» **WHAT NEEDS TO BE DONE**: Your response should be the complete data, transcribed exactly.

» **DATASET EXCERPTS**:
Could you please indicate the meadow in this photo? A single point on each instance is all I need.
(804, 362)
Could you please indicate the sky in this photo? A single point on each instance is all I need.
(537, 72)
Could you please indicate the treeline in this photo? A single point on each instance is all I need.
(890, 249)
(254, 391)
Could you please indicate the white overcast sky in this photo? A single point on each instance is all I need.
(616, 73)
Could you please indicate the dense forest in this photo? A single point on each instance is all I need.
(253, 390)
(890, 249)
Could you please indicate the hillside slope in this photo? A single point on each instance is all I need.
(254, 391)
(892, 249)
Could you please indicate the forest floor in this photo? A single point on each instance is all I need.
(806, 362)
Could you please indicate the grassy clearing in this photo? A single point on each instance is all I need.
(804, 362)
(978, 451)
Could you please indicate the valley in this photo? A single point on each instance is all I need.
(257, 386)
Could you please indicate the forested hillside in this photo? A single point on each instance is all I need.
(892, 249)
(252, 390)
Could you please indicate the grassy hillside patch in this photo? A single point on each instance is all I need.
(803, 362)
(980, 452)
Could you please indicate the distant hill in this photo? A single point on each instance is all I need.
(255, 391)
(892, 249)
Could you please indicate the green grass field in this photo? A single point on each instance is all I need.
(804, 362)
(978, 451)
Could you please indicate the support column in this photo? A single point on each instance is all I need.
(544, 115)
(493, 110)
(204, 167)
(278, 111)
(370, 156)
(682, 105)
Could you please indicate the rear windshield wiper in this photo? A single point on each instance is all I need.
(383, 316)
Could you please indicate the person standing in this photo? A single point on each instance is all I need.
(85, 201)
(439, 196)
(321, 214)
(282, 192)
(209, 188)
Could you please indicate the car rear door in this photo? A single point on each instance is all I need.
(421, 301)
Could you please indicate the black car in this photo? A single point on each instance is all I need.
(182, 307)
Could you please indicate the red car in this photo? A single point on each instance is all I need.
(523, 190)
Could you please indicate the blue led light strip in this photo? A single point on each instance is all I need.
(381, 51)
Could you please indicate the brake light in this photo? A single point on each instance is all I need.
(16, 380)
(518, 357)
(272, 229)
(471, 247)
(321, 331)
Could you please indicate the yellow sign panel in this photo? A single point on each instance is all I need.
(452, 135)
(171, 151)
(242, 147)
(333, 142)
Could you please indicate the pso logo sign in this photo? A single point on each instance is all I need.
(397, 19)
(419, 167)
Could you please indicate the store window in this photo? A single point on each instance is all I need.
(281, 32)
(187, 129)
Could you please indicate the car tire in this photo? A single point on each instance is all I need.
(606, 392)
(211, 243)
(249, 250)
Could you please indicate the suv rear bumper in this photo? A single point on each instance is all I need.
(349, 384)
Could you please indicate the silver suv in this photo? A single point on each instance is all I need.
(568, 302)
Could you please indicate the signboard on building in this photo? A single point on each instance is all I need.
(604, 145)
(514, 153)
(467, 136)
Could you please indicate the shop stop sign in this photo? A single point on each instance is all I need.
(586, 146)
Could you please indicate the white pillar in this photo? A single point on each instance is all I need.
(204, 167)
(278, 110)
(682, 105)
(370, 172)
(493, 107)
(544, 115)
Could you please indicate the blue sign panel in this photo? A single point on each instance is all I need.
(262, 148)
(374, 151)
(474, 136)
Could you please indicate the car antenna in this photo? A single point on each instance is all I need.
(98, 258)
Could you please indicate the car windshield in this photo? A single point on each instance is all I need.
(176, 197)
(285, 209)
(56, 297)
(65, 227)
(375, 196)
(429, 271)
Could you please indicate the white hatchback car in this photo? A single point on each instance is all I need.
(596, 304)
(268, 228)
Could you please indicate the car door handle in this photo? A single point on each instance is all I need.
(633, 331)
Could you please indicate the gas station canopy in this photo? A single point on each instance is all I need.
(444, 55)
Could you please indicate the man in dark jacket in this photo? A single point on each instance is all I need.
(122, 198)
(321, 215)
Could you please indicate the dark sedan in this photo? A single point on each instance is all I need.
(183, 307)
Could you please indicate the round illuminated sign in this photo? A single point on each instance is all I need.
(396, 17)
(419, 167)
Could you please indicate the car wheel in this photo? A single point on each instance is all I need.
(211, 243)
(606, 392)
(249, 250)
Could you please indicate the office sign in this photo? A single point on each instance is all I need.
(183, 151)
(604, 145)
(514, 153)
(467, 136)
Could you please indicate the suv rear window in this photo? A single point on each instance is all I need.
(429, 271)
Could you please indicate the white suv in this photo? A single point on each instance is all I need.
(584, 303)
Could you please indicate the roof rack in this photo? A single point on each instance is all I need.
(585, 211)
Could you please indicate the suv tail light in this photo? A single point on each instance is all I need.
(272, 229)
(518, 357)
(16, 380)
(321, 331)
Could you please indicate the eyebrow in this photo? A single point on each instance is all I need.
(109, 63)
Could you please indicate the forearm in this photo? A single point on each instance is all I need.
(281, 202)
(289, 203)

» **ANSWER TO THIS TASK**:
Could you please indicate the meadow in this photo? A single point on each instance is all I need.
(804, 362)
Could you please indicate the sky in this photo? A single point on each instance is all I need.
(537, 72)
Could you please indicate the treeline in this photo? A single point on each instance is all I need.
(890, 249)
(254, 391)
Could you please indicate the white overcast sky in this photo? A single point on each instance is all I need.
(616, 73)
Could you please indicate the dense forest in this photo? A single point on each instance is all I need.
(253, 390)
(890, 249)
Could you please indicate the hillside slope in this photo? A single point on each instance is all I need.
(254, 391)
(892, 249)
Could you please indicate the forest floor in this photo? A single point on each instance is all I need.
(806, 362)
Could you please indicate the grassy clearing in this photo? A single point on each instance is all I need.
(804, 362)
(978, 451)
Could you please indicate the valley in this photo? A single point on each instance is all I need.
(257, 386)
Could you please indicate the forested hillside in this photo? A single point on each instance is all I need.
(892, 249)
(252, 390)
Could you please indicate the grassy hillside patch in this photo? A single point on each instance is all I need.
(803, 362)
(980, 452)
Could you please indicate the distant hill in this photo? A single point on each instance is all I need.
(255, 391)
(892, 249)
Could you please indicate the green grass field in this photo? A single point on each instance is all I need.
(804, 362)
(978, 451)
Could you please indicate the support column in this photo? A single point on each instance is all I need.
(544, 115)
(493, 110)
(204, 167)
(278, 111)
(370, 156)
(682, 105)
Could you please indicate the rear windshield wiper in this photo? A single point on each instance is all I need.
(383, 316)
Could you please indicate the person standing in this photo? A single point on each instance is all I need.
(85, 201)
(439, 196)
(321, 214)
(282, 192)
(209, 188)
Could you please indicate the car rear door in this photo? A single point on each instance is all I need.
(421, 301)
Could you please indicate the black car in this photo? A single point on each instance is all I need.
(182, 307)
Could you please indicate the red car in this photo? A single point on each instance is all I need.
(523, 190)
Could you please indicate the blue led light strip in this photo? A single point on each instance is all I need.
(381, 51)
Could you please indicate the brake light in this photo? A single point on each instance is all I need.
(16, 380)
(518, 357)
(272, 229)
(471, 247)
(321, 331)
Could you please indicate the yellow sign panel in this photo? A single point on each instance is all I need.
(452, 135)
(171, 151)
(242, 147)
(333, 142)
Could you please indicate the pso logo sign in this photo? A single point on each instance is all I need.
(397, 19)
(419, 167)
Could you please indicate the store window in this photo? A single point on each instance is all I need.
(281, 32)
(187, 129)
Could you please indicate the car tire in this photo? A single point on each instance is all I need.
(606, 392)
(211, 243)
(249, 250)
Could you please indicate the suv rear bumper in this photo? A single point on each instance is all I need.
(349, 384)
Could you please indicate the silver suv in this photo? A single point on each instance is all I need.
(568, 302)
Could you please indicate the signboard on building in this photo? A single point on each instance is all I need.
(604, 145)
(514, 153)
(467, 136)
Could you please indicate the shop stop sign in this photo? A single point on each instance is all I need.
(586, 146)
Could you please indicate the white pillar in this photo? A single point on each instance is all I need.
(204, 167)
(278, 110)
(682, 105)
(370, 172)
(493, 107)
(544, 115)
Could you please indicate the blue sign panel in this photo? A single point on each instance is all I need.
(262, 148)
(374, 151)
(474, 136)
Could you please indicate the car antenna in this photo? A single point on each instance is all I need.
(98, 258)
Could you please indicate the car windshield in this photo? A single point on each instance is all I need.
(176, 197)
(285, 209)
(56, 297)
(65, 227)
(375, 196)
(429, 271)
Could you please indicate the white hatchback car in this photo? A single point on each instance is all I need.
(596, 304)
(268, 228)
Could you please indicate the car door handle in this photo? A single point on each instance is all I need.
(633, 331)
Could you please indicate the gas station canopy in this photo? A single point on each instance is all I need.
(444, 55)
Could you please indicate the man in dark jacket in this photo? A single point on each instance is all I need.
(122, 198)
(321, 215)
Could you please indicate the dark sedan in this photo? A single point on each instance is all I need.
(183, 307)
Could you please indicate the round illuminated sign in this photo? A single point on each instance is all I need.
(396, 17)
(419, 167)
Could you please indicate the car wheel in this photo? A single point on each instance is all I need.
(211, 243)
(606, 392)
(249, 250)
Could you please indicate the office sign in this photo? A single point on each instance is all I need.
(183, 151)
(604, 145)
(514, 153)
(467, 136)
Could you please indicate the suv rear window in this photo? A single point on each instance is all I need.
(429, 271)
Could you please indicate the white suv in this photo? A single point on each instance is all I need.
(584, 303)
Could you please indicate the roof rack in this photo? A single point on each instance is all I need.
(585, 211)
Could you please indicate the suv tail light in this photo? A single point on each instance is all I need.
(272, 229)
(518, 357)
(16, 380)
(321, 331)
Could you please indicate the eyebrow in this photo? A single point on each instance is all I need.
(109, 63)
Could you please indicate the forearm in this photo? A single point on each instance is all I need.
(281, 202)
(289, 203)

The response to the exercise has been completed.